[start of Task data]
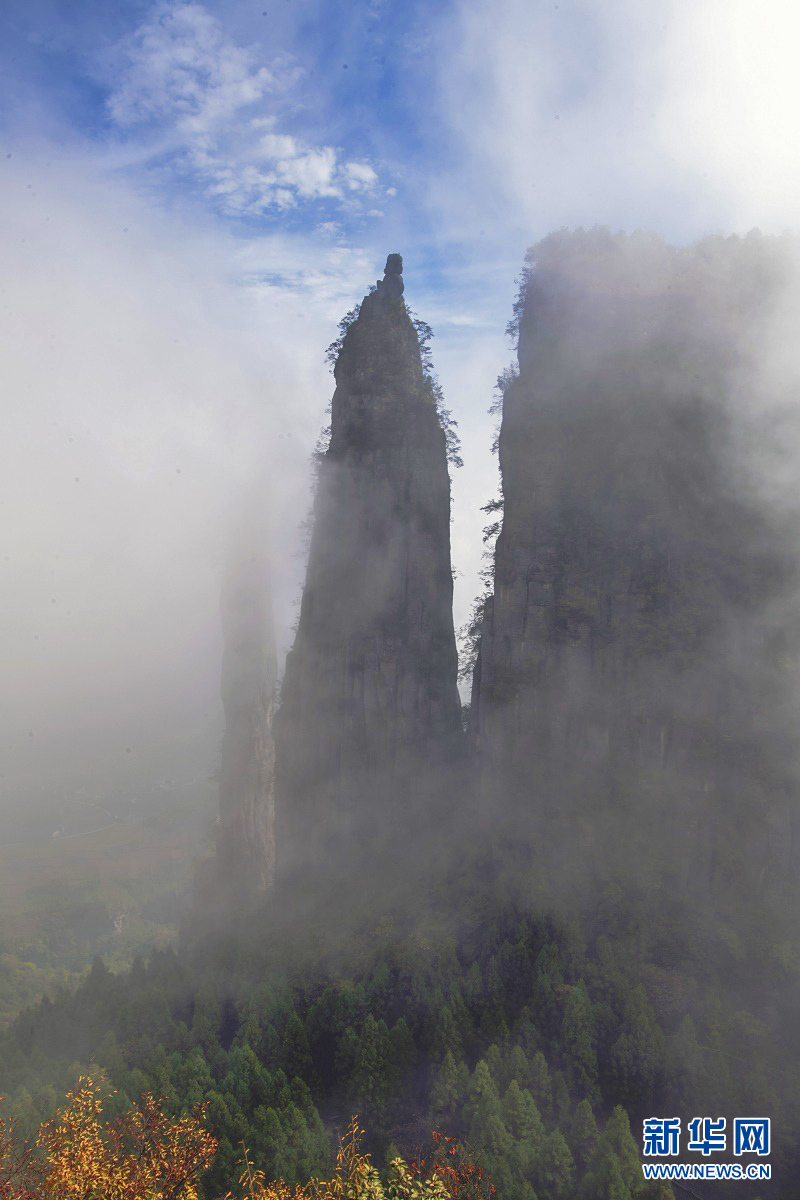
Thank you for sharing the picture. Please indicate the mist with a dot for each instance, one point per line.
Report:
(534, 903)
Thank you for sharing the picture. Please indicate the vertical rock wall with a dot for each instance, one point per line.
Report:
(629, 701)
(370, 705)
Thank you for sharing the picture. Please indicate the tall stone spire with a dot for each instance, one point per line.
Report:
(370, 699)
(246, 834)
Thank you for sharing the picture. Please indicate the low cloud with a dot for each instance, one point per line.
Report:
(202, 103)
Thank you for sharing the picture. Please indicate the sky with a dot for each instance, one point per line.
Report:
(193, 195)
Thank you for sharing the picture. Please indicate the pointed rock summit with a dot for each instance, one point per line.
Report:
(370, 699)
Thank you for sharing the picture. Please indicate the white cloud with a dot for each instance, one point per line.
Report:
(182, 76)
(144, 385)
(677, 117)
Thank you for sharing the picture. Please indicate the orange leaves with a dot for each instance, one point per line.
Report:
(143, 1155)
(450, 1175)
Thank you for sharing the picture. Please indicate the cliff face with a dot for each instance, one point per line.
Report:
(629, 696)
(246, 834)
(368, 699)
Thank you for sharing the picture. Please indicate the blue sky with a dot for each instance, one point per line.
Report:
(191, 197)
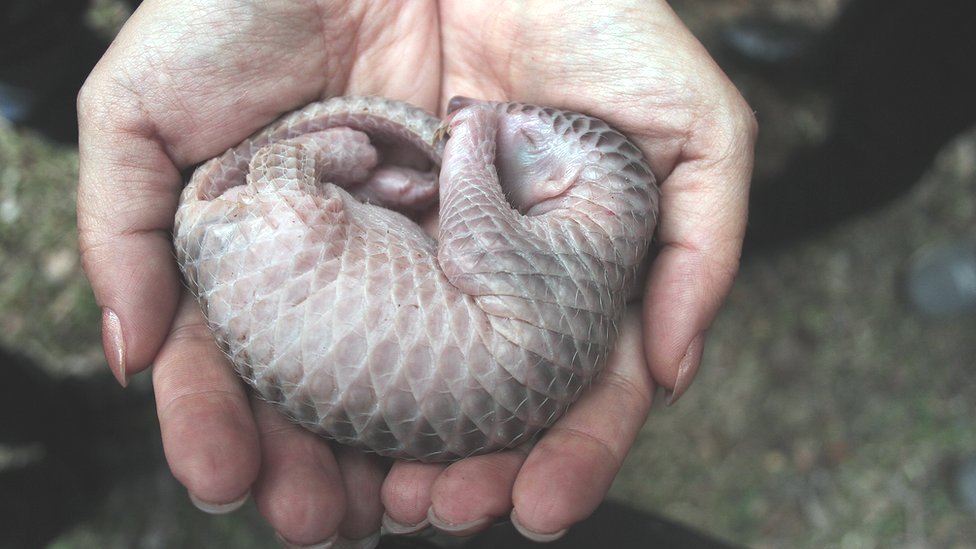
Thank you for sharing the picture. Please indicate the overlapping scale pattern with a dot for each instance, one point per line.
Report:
[end of Task data]
▸ Do this: Rewrite every one of the rows above, substituting "mark" for each occurrence of "indicate" and leaving everything else unchanged. Omit the pictures from your answer.

▸ Expected answer:
Thank you for sharing the picture. Please mark the mist with a dot for each instance, one point per line.
Report:
(534, 903)
Thank you for sharing the picture. Please mark the vertical rock wall with a dot for each instance, one point per line.
Report:
(629, 701)
(370, 705)
Thank you for sharing the picture. Please mark the tall stone spire with a dot for each instance, one point per line.
Report:
(370, 699)
(246, 834)
Thank you for sharing the picture. Please mark the low cloud with a dot for each instance, one point per line.
Report:
(202, 103)
Thank you for sharing the picture. Please mark the sky with a dot for each instance, one point per line.
Report:
(193, 195)
Thank you for sharing the picture. Please mark the pointed rock summit with a dot for each instance, one point per line.
Report:
(370, 699)
Thank you for sharing the picture. Please mark the white cloud with a dot for each instance, one point per line.
Report:
(182, 76)
(144, 385)
(677, 117)
Thank you for sharing the picture. Please mark the orange leaves with a dot for each instance, one point per line.
Report:
(143, 1155)
(450, 1175)
Thank you for sharing the picture. Please mark the cliff face with a dot for each instance, one point per line.
Report:
(629, 696)
(246, 834)
(368, 699)
Thank you for sharing the picture. Please mark the blue sky with a dot for each instance, one point per line.
Report:
(191, 197)
Thank you for sharing the picture. Please mark the overlapping scale pattern with a dot for each instance, one point per line.
Report:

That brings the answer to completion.